Bodo Esser hat von seiner Großtante Martha, einer Tochter von Carl Friedrich, etliche Dokumente und Bilder über die Familien- und auch die Stadtgeschichte übernommen. Sie war eine von drei Töchtern von Carl Friedrich Esser, der außerdem auch vier Söhne hatte. Uropa Esser also hatte die Idee zu der Badeanstalt, ungefähr an der Stelle, wo heute der neue Anleger entsteht und auch damals schon die Fähre anlegte. Er zeigt Pläne und Unterlagen der Königlich-Preußischen Rheinstrom-Bauverwaltung zu Koblenz vor, die bis in das Jahr 1902 zurückreichen, als Esser schon die grundsätzliche Baugenehmigung erhielt.

Anlage mit Restaurant

Die Badeanstalt muss man sich so vorstellen, dass man über eine Brücke zu Umkleidekabinen und Toiletten kam. In alten Plänen ist das alles maßstabgetreu eingezeichnet. In den Kabinen wurden die Kleidungsstücke aufgehängt, und dann setzten sich die Badegäste in eine Art Korb darunter, der im Rheinwasser stand. Die ganze Anlage sollte auch noch ausgebaut und erweitert werden um eine Küche und ein kleines Restaurant.

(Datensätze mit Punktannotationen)
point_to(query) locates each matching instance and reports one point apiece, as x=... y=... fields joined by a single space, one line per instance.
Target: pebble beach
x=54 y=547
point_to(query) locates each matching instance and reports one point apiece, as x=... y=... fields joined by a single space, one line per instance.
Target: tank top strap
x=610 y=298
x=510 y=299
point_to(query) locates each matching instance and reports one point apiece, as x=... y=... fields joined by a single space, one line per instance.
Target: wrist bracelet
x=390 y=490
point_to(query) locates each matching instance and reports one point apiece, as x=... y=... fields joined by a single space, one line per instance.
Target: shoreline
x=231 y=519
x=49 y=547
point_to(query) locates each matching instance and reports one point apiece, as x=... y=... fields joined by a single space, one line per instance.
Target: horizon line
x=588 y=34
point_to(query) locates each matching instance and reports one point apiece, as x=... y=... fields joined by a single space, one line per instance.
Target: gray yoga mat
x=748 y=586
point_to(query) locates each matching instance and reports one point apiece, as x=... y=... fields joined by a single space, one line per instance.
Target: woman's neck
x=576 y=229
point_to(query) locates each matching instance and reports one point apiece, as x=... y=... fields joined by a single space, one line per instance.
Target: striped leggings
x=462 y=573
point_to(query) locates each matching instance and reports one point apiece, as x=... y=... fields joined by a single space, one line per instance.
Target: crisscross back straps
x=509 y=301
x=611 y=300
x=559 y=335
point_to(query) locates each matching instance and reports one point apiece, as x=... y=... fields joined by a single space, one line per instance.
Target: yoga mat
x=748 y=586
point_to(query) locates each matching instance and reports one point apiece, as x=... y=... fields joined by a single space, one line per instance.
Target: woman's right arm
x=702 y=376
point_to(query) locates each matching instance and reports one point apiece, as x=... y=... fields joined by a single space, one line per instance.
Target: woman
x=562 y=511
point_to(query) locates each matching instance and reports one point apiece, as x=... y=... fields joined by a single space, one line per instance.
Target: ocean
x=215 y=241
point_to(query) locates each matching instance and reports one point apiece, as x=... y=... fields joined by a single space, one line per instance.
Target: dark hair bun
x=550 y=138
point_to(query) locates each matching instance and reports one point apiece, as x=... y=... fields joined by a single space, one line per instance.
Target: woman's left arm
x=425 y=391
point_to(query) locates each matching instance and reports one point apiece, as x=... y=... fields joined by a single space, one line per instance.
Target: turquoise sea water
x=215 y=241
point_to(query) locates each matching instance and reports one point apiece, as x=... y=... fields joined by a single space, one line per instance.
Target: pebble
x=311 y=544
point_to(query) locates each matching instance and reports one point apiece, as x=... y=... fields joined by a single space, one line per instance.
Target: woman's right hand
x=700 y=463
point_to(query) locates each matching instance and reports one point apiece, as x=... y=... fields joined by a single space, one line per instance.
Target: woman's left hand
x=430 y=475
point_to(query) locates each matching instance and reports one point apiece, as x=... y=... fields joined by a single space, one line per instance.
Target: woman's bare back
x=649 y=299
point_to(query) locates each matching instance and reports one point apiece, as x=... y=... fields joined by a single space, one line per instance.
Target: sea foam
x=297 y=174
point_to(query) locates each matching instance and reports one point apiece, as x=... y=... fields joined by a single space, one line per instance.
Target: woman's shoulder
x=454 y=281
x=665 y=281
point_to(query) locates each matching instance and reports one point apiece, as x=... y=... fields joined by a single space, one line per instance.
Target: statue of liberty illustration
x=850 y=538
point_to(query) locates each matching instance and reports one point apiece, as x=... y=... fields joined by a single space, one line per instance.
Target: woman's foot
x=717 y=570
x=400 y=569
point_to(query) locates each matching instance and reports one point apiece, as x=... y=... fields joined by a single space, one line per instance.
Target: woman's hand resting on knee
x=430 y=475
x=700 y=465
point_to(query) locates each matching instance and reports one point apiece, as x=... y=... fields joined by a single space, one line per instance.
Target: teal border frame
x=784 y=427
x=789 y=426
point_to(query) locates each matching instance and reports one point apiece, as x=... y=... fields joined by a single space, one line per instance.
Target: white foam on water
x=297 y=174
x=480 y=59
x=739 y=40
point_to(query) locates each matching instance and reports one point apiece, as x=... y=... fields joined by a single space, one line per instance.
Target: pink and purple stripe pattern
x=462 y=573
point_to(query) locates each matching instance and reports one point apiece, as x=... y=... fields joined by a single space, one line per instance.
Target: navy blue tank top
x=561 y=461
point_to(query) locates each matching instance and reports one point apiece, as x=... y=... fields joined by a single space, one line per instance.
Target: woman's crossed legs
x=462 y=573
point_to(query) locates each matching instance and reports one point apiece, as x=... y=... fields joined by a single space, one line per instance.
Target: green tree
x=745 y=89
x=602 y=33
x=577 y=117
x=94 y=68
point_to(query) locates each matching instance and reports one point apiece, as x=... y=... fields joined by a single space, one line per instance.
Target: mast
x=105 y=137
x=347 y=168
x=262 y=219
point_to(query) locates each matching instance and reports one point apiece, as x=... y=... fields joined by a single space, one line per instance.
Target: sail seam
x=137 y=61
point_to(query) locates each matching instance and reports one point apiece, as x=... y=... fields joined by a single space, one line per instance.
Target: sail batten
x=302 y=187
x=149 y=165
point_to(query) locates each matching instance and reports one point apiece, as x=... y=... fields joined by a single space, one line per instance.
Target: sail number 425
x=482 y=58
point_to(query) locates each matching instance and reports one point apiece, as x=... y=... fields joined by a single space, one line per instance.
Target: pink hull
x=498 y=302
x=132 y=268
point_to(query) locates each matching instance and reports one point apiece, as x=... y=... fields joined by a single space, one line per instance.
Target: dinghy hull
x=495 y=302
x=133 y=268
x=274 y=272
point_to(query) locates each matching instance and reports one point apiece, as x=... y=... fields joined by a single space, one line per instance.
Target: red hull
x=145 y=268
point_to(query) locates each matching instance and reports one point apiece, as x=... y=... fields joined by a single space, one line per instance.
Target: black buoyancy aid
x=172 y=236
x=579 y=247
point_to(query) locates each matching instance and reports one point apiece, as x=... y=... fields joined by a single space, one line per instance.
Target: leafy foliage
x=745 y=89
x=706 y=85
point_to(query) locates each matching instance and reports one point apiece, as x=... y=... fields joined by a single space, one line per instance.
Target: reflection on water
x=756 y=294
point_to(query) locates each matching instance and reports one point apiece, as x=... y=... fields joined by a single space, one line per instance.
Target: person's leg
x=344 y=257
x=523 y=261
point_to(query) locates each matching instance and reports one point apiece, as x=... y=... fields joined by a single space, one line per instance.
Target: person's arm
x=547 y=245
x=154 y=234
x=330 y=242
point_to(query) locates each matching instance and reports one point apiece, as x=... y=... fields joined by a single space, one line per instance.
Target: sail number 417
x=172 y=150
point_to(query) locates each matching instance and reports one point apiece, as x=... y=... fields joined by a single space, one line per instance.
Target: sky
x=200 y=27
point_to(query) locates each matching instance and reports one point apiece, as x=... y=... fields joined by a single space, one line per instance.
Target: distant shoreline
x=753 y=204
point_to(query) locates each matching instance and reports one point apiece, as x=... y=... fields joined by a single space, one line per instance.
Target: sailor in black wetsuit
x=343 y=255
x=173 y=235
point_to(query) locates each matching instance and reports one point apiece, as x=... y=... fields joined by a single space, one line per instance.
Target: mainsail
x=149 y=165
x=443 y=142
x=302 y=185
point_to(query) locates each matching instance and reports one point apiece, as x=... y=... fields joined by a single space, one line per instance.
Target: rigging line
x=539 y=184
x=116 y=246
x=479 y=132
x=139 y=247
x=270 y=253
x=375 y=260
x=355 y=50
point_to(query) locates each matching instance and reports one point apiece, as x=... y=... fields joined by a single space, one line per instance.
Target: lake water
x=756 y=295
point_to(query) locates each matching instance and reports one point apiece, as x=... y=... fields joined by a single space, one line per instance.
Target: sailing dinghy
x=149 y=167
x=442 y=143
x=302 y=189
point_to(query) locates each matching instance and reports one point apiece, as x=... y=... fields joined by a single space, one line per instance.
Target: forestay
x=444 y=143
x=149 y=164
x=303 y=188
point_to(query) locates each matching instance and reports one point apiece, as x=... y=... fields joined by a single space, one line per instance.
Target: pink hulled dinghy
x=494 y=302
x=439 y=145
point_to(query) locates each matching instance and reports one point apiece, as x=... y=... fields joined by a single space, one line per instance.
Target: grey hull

**Aufgabenstellung**
Zitiere aus dem Textausschnitt über die Badeanstalt am Rhein wörtlich die Passage von „Bodo Esser hat“ bis einschließlich „grundsätzliche Baugenehmigung erhielt.“.

**Endgültige Antwort**
Bodo Esser hat von seiner Großtante Martha, einer Tochter von Carl Friedrich, etliche Dokumente und Bilder über die Familien- und auch die Stadtgeschichte übernommen. Sie war eine von drei Töchtern von Carl Friedrich Esser, der außerdem auch vier Söhne hatte. Uropa Esser also hatte die Idee zu der Badeanstalt, ungefähr an der Stelle, wo heute der neue Anleger entsteht und auch damals schon die Fähre anlegte. Er zeigt Pläne und Unterlagen der Königlich-Preußischen Rheinstrom-Bauverwaltung zu Koblenz vor, die bis in das Jahr 1902 zurückreichen, als Esser schon die grundsätzliche Baugenehmigung erhielt.